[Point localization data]
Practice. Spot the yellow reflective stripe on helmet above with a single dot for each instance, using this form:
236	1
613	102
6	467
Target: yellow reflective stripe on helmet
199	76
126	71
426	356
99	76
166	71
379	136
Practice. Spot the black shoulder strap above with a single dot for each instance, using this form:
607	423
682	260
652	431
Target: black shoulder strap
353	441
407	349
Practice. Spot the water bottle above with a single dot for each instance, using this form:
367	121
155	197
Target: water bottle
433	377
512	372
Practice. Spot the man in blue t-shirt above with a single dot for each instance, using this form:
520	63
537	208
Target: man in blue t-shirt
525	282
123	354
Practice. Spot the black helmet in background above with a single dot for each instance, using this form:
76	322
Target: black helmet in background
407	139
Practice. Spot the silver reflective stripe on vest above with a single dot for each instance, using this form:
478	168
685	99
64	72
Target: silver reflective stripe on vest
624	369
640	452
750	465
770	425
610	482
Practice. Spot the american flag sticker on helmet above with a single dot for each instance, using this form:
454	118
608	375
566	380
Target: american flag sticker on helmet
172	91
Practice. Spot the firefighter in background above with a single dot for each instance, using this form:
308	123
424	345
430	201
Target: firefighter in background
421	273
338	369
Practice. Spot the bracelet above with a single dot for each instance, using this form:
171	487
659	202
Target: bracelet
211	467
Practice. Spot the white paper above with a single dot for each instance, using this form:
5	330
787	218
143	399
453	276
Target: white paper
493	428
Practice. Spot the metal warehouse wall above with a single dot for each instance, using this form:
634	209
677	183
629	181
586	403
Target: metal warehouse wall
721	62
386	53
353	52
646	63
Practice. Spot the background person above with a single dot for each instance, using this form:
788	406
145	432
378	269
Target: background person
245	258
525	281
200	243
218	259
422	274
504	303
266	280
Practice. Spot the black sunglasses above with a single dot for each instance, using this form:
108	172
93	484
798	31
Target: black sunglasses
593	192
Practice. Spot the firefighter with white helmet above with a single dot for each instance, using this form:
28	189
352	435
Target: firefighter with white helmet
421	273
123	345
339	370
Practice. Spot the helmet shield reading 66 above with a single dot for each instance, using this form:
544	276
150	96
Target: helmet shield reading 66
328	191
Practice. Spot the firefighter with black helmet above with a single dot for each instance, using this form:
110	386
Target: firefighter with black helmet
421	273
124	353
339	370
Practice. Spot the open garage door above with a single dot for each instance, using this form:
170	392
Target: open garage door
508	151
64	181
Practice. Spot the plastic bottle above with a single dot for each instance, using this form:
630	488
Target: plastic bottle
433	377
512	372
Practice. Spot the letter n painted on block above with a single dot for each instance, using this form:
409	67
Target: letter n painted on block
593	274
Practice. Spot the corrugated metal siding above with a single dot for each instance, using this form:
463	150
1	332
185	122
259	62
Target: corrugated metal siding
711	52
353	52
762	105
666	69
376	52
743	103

## Problem description
Give the records above again, word for word.

## Solution to this task
Practice. Spot the yellow reflective stripe on helmet above with a single dot for each instance, using this form:
236	1
613	102
6	467
Target: yellow reflective stripe on helmet
199	76
126	71
426	356
99	76
166	71
379	136
Practice. Spot the black shoulder strap above with a single dot for each instance, using this form:
607	423
682	260
652	431
Target: black shoulder strap
353	441
407	349
Practice. Spot the water bottle above with a single dot for each instance, using this form:
367	121
155	197
Target: water bottle
433	377
512	372
Practice. Spot the man in blue t-shirt above with a single dot for each instance, using this form:
520	63
537	208
Target: man in blue t-shirt
525	282
123	354
Practice. Spot the black helmet in background above with a single dot for each instance, using this form:
76	322
Target: black helmet in background
407	139
Practice. Spot the silver reflective stripe on vest above with a single dot for each instance, using this form:
478	168
685	99
64	72
Target: silver reflective stripe on vest
624	369
640	452
750	465
770	425
610	482
Practice. Spot the american flag sticker on helmet above with a single dot for each instance, using this form:
454	118
608	375
566	380
Target: american flag sticker on helmet
172	91
Practice. Spot the firefighter in background above with a single dot for each instance, using this form:
308	123
424	345
430	201
Target: firefighter in background
421	273
338	369
Practice. Spot the bracelet above with a single dot for each instance, using this form:
171	487
659	202
Target: bracelet
211	467
Practice. Spot the white paper above with a single dot for each instance, using this form:
5	330
787	218
143	399
453	276
Target: white paper
493	428
Practice. Spot the metal warehouse wall above with a single dot for each instance, using this form:
634	209
677	183
629	181
586	403
Target: metal warehouse wall
721	62
386	53
353	52
646	63
Practice. Spot the background person above with a single dot for each instance, using this form:
788	406
145	432
378	269
Target: background person
245	258
525	281
200	243
218	259
422	274
504	303
266	280
Practice. Spot the black sunglasses above with a single dot for each instance, using this form:
108	172
93	484
798	31
Target: black sunglasses
593	192
Practice. Spot the firefighter with white helmet above with a single dot for each instance, using this form:
28	189
352	435
Target: firefighter with white helmet
421	273
123	345
339	370
Practice. Spot the helmet shield reading 66 above with a single dot for each instance, using this form:
544	276
150	96
Target: helmet shield reading 66
328	191
Practice. Spot the firefighter with black helmet above with a single dot for each instance, using this form:
110	386
Target: firefighter with black helmet
421	273
124	353
339	370
Practice. Spot the open garage door above with a single dot for each instance, using this form:
170	392
Target: open garage door
508	151
64	181
Practice. Spot the plastic bottle above with a single dot for each instance, using this form:
630	488
Target: plastic bottle
433	377
512	372
Practice. Spot the letter n painted on block above with a single dot for each instance, using this form:
409	67
Target: letter n painted on block
593	274
Practice. Spot the corrugated metal siding above with a single dot for each instance, using this form:
463	150
1	332
185	122
259	62
Target: corrugated metal siding
711	52
353	52
762	105
666	69
376	52
743	103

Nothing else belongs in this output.